* _Exercise aim_: Can you rewrite the data between the line holding "In the photograph above, where can the dark" and the end of the data, inclusive, with each answer coordinate scaled by 0.65 and rounded to a whole number (halves up), and every other line left unchanged?

▬▬▬

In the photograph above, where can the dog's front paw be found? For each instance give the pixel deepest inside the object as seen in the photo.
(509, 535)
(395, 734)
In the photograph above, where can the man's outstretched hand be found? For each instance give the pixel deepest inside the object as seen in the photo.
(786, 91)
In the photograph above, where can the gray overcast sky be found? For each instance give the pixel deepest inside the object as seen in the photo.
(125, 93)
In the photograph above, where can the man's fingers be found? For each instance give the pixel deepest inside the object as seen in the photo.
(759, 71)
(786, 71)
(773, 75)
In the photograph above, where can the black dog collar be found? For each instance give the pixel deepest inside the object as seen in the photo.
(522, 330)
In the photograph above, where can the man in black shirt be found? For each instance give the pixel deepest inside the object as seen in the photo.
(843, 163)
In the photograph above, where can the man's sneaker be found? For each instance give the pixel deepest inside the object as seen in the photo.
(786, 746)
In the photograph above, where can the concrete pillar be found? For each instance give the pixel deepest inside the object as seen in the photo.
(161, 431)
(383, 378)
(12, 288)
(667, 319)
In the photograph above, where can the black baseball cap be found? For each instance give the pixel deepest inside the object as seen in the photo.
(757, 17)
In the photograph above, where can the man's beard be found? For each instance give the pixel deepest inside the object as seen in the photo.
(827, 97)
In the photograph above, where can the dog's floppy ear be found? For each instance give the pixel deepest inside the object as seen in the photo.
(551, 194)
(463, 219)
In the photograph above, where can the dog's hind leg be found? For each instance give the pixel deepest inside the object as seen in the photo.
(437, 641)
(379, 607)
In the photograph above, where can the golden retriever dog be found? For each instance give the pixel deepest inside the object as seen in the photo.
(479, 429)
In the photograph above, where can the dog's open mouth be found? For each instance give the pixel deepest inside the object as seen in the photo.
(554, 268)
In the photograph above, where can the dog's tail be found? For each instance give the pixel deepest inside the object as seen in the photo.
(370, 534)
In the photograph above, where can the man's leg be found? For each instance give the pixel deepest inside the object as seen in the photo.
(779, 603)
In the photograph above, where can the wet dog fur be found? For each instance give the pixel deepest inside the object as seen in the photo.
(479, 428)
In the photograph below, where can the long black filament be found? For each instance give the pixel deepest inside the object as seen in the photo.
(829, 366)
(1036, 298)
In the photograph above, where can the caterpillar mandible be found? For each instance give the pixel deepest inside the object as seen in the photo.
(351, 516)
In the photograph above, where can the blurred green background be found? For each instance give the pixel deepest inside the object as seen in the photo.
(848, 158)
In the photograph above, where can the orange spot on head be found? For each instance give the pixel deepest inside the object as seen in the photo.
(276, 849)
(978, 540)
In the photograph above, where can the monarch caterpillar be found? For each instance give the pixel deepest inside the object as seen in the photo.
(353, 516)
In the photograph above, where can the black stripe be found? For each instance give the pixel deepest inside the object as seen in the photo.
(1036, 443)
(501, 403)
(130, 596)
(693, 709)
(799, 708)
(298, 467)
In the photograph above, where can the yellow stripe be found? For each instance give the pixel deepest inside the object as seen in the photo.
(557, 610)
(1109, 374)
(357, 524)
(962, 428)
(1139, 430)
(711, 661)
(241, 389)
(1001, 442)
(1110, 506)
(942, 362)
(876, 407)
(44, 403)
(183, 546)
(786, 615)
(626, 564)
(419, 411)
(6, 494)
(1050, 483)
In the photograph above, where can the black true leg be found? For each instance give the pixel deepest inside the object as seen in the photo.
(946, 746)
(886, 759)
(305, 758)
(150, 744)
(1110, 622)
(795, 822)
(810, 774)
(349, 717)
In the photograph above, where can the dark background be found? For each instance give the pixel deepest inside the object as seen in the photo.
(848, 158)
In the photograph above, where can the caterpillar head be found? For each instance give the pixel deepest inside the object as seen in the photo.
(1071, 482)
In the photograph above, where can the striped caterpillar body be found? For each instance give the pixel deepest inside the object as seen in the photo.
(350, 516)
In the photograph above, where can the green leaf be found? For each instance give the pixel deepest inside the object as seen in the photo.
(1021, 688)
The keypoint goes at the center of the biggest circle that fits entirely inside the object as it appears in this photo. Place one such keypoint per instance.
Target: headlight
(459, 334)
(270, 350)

▬▬▬

* _Task answer_:
In the photograph above, where can the dark background be found? For each instance give the pixel deepest inside the object as seen in the photo.
(551, 103)
In the photograph above, where can the caterpillar head be found? For each instance give the pixel deepest inside the object as seen in the photo.
(696, 313)
In the photograph above, where can the striped caterpillar body be found? For each instance give the pixel deepest inside the object as seen in the photo.
(228, 335)
In the photograph above, where can the green leaf be found? For each instance give the pixel deepest inside the object as seen in the photo.
(664, 447)
The keypoint goes at the center of the biggest circle that fits entirely inside the object as it appears in this photo. Place one such keypoint per instance.
Target: headlight
(298, 217)
(176, 228)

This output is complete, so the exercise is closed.